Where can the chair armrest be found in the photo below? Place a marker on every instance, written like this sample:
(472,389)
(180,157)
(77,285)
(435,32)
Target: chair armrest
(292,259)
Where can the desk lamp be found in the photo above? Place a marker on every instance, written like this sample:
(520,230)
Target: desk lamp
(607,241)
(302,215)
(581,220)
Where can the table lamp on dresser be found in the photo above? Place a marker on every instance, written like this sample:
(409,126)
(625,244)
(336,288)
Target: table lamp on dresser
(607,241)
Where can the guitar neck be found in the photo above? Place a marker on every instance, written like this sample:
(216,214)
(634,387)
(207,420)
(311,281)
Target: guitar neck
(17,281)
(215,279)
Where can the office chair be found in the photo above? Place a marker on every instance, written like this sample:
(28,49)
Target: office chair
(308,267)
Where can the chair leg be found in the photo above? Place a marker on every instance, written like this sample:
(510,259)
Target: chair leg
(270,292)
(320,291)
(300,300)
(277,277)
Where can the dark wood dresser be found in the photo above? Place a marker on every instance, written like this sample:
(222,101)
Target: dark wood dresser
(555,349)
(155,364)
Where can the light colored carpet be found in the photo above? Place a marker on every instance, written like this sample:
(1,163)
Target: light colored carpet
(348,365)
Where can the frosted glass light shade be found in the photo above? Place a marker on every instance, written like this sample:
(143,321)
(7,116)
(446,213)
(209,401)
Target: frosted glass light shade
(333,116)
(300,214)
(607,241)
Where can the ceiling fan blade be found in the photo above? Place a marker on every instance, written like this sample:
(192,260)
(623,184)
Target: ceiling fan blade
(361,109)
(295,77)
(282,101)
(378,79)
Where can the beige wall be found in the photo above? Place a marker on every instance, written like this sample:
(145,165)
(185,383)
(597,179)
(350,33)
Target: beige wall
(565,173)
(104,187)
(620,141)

....................

Return all of the material above word for word, with every line unchanged and in its original order.

Where can the chair armrest be found in the photo below? Place a marker on every instance, written like this sample:
(472,389)
(180,157)
(77,285)
(435,32)
Target: chair armrest
(292,259)
Where can the desk lamp be found in the photo above? Place a marker on every instance, written like this sample:
(520,230)
Target: desk lamp
(607,241)
(302,215)
(581,220)
Where can the table lamp on dresser be found in the photo above? Place a marker on every instance, written like this sample:
(409,126)
(625,244)
(336,288)
Target: table lamp on dresser
(607,241)
Where can the guitar neck be found in the photo above? Place a marker on every instance, written like this sample:
(216,214)
(634,387)
(207,420)
(311,281)
Target: guitar neck
(17,281)
(215,279)
Where can the office chair be found in the photo above? Place a marker on every instance, written like this sample:
(28,49)
Target: office chair
(308,267)
Where can the chair leg be found in the photo above? Place a marker on every instance, written like this sample:
(510,259)
Target: chair leg
(270,292)
(320,291)
(300,300)
(277,277)
Where can the dark wood dresser be found in the photo above? Place a marker on every instance, written like this sample:
(222,101)
Target: dark wood dresser
(555,349)
(155,364)
Where can the light colored carpet be found in the photo above? Place a marker on every instance, written like this sample:
(1,163)
Target: light colored carpet
(348,365)
Where can the frosted glass light shade be found in the photo above? Place a marker on every instance, written like this sample:
(143,321)
(7,116)
(446,213)
(209,401)
Target: frosted glass light shade
(333,116)
(300,214)
(607,241)
Where can the ceiling fan blade be found in the photo above? Place a marker on every instance, written like this sample:
(192,260)
(623,184)
Target: ceiling fan blade
(361,109)
(295,77)
(282,101)
(378,79)
Where can the beige wall be found in the photo above? Place a marker on every instance, written like this sample:
(145,165)
(185,383)
(597,179)
(350,33)
Target: beige wall
(565,173)
(104,187)
(620,141)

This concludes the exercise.